[About this exercise]
When you reach the entries, transcribe each one exactly.

(Data excerpts)
:::

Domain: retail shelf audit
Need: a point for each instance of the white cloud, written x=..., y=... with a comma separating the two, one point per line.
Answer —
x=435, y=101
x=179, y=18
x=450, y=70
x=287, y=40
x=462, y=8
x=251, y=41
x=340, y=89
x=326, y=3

:::

[Answer for the task]
Domain: retail shelf audit
Need: a point for each instance of the white cloud, written x=..., y=... with a comma separating the two, one point per line.
Answer —
x=435, y=101
x=179, y=18
x=450, y=70
x=287, y=40
x=462, y=8
x=251, y=41
x=340, y=89
x=326, y=3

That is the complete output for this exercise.